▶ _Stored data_
-- Opening Marker --
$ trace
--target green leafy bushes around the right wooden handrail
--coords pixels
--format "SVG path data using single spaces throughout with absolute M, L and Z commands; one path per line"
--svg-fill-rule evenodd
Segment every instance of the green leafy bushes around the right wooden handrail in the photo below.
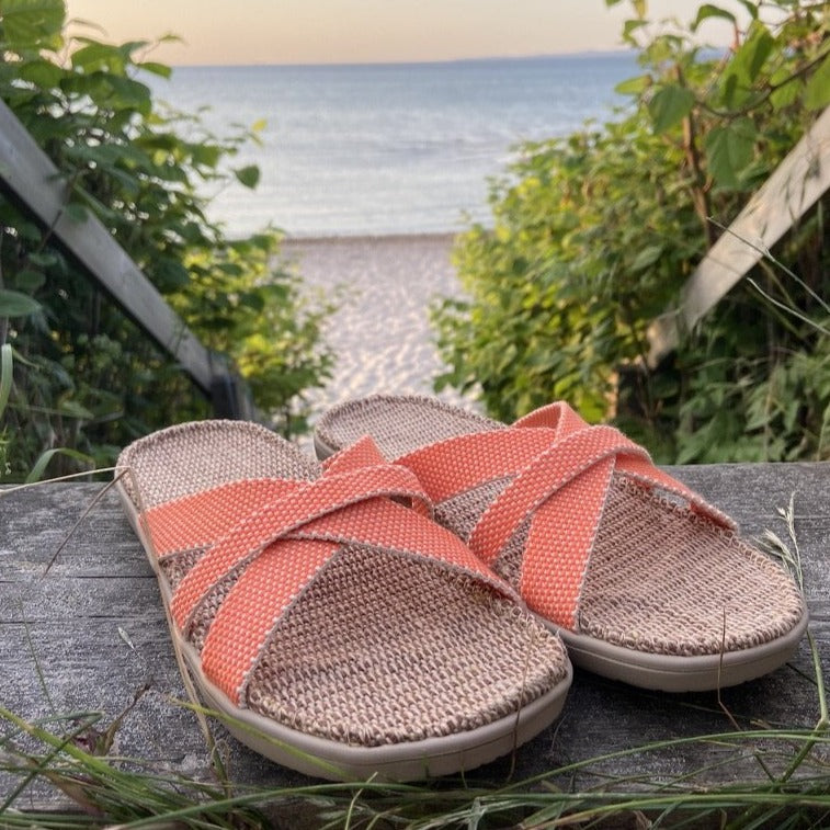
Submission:
M 494 228 L 456 246 L 468 299 L 434 310 L 451 366 L 436 386 L 477 389 L 502 420 L 554 398 L 592 421 L 616 414 L 663 462 L 830 457 L 827 195 L 776 247 L 783 268 L 762 263 L 758 287 L 744 280 L 671 361 L 645 364 L 649 322 L 718 225 L 830 104 L 830 7 L 741 0 L 741 27 L 708 3 L 685 26 L 632 5 L 630 106 L 524 145 L 491 187 Z M 726 55 L 695 45 L 710 18 L 735 27 Z

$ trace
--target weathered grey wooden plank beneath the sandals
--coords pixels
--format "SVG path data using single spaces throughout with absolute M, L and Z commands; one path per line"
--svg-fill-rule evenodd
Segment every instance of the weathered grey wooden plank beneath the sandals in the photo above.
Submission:
M 777 509 L 794 497 L 810 626 L 827 672 L 830 464 L 714 465 L 674 473 L 735 515 L 750 535 L 770 528 L 786 537 Z M 148 685 L 125 718 L 115 751 L 174 772 L 205 775 L 207 755 L 195 719 L 171 702 L 183 698 L 184 692 L 155 578 L 113 494 L 83 520 L 43 576 L 56 546 L 99 487 L 48 485 L 0 498 L 0 701 L 27 718 L 92 708 L 113 718 L 136 690 Z M 818 719 L 811 674 L 804 643 L 792 666 L 724 690 L 721 702 L 742 728 L 758 723 L 809 727 Z M 514 775 L 536 775 L 648 741 L 732 728 L 715 693 L 644 692 L 578 672 L 562 718 L 519 750 Z M 227 740 L 236 782 L 307 781 Z M 768 763 L 775 766 L 774 759 Z M 695 777 L 696 785 L 762 774 L 749 752 L 736 757 L 723 746 L 695 743 L 611 760 L 560 784 L 580 789 L 609 785 L 611 776 L 613 786 L 636 789 L 632 776 L 668 781 L 703 766 L 709 769 Z M 500 783 L 509 769 L 505 759 L 476 773 L 475 780 Z M 626 780 L 613 783 L 621 777 Z M 10 785 L 0 774 L 0 793 Z M 41 785 L 22 804 L 59 803 L 60 794 Z

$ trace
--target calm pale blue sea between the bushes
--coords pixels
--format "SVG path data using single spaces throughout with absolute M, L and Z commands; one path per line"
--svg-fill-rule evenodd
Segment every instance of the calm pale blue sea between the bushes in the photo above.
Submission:
M 254 191 L 215 195 L 228 232 L 295 237 L 454 231 L 488 224 L 488 179 L 522 140 L 565 135 L 624 104 L 627 54 L 444 64 L 180 67 L 154 82 L 219 135 L 264 120 Z

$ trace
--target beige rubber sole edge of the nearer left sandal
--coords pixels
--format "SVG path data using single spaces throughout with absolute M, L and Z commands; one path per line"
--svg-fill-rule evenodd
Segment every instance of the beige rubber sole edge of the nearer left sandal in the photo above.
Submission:
M 116 489 L 130 525 L 138 536 L 158 578 L 166 607 L 171 591 L 138 512 L 121 482 Z M 307 775 L 329 781 L 416 781 L 473 770 L 510 754 L 528 741 L 561 713 L 573 670 L 547 694 L 519 712 L 478 729 L 441 738 L 394 743 L 384 747 L 349 746 L 291 729 L 250 709 L 235 706 L 202 672 L 198 652 L 171 626 L 177 648 L 206 706 L 217 713 L 227 729 L 241 743 L 265 758 Z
-- Closing Marker --
▶ _YOUR INSTRUCTIONS_
Repeat every line above precisely; pictures do not belong in the copy.

▶ _EXERCISE OUTPUT_
$ trace
--target green leafy bushes around the right wooden handrail
--coords pixels
--format "SVG path data using single spaces throughout with absolute M, L and Z commands; one path per line"
--svg-fill-rule evenodd
Segment every instance of the green leafy bushes around the right wooden handrail in the photo below.
Submission:
M 494 228 L 456 246 L 468 299 L 434 310 L 451 366 L 436 386 L 477 389 L 502 420 L 554 398 L 592 421 L 616 414 L 663 462 L 830 457 L 827 195 L 776 247 L 783 268 L 762 263 L 758 287 L 744 280 L 671 361 L 645 364 L 649 322 L 718 225 L 830 104 L 830 7 L 741 0 L 741 27 L 708 3 L 685 26 L 632 5 L 630 106 L 524 145 L 491 187 Z M 726 55 L 695 45 L 710 18 L 735 27 Z

$ trace
--target weathered grey wooden plank beneath the sandals
--coords pixels
--format "SVG path data using single spaces throughout with absolute M, L and Z commands; one path per line"
--svg-fill-rule evenodd
Segment every instance of the weathered grey wooden plank beneath the sandals in the photo above.
Submission:
M 777 509 L 794 497 L 810 626 L 827 672 L 830 464 L 714 465 L 674 473 L 735 515 L 750 535 L 770 528 L 786 537 Z M 148 685 L 125 718 L 115 751 L 174 772 L 205 775 L 207 755 L 195 719 L 171 702 L 183 698 L 184 692 L 155 578 L 113 494 L 83 520 L 43 576 L 56 546 L 99 487 L 48 485 L 0 498 L 0 701 L 27 718 L 92 708 L 113 718 L 136 690 Z M 818 719 L 811 674 L 804 643 L 792 666 L 724 690 L 721 702 L 742 728 L 758 723 L 809 727 Z M 514 775 L 536 775 L 648 741 L 732 728 L 715 693 L 644 692 L 578 672 L 562 718 L 519 750 Z M 227 740 L 236 782 L 307 781 Z M 768 763 L 775 766 L 774 759 Z M 695 777 L 696 785 L 762 774 L 749 752 L 736 757 L 723 746 L 695 743 L 611 760 L 560 784 L 580 789 L 609 785 L 611 776 L 613 786 L 636 789 L 632 776 L 668 781 L 703 766 L 709 769 Z M 500 783 L 509 769 L 505 759 L 476 773 L 475 780 Z M 626 780 L 613 783 L 621 777 Z M 10 785 L 0 774 L 0 793 Z M 41 785 L 22 804 L 59 803 L 60 794 Z

$ trace
--target calm pale blue sea between the bushes
--coords pixels
--format "SVG path data using single spaces throughout with absolute M, L and Z commands; one path per line"
--svg-fill-rule evenodd
Segment every instance of the calm pale blue sea between the bushes in the photo above.
Submission:
M 254 191 L 215 195 L 228 232 L 295 237 L 454 231 L 488 224 L 488 179 L 522 140 L 565 135 L 624 104 L 627 54 L 444 64 L 180 67 L 154 82 L 219 135 L 264 120 Z

$ trace
--target beige rubber sole edge of the nearer left sandal
--coords pixels
--format "SVG path data using single spaces throughout with absolute M, L and Z commands; one path per line"
--svg-fill-rule evenodd
Segment every instance of the beige rubber sole edge of the nearer left sandal in the photo above.
Submission:
M 116 489 L 130 525 L 138 536 L 158 578 L 166 607 L 171 591 L 138 512 L 121 482 Z M 307 775 L 329 781 L 416 781 L 473 770 L 510 754 L 528 741 L 561 713 L 573 670 L 547 694 L 519 712 L 478 729 L 441 738 L 394 743 L 384 747 L 349 746 L 291 729 L 250 709 L 235 706 L 202 672 L 198 652 L 171 626 L 177 648 L 206 706 L 217 713 L 227 729 L 241 743 L 265 758 Z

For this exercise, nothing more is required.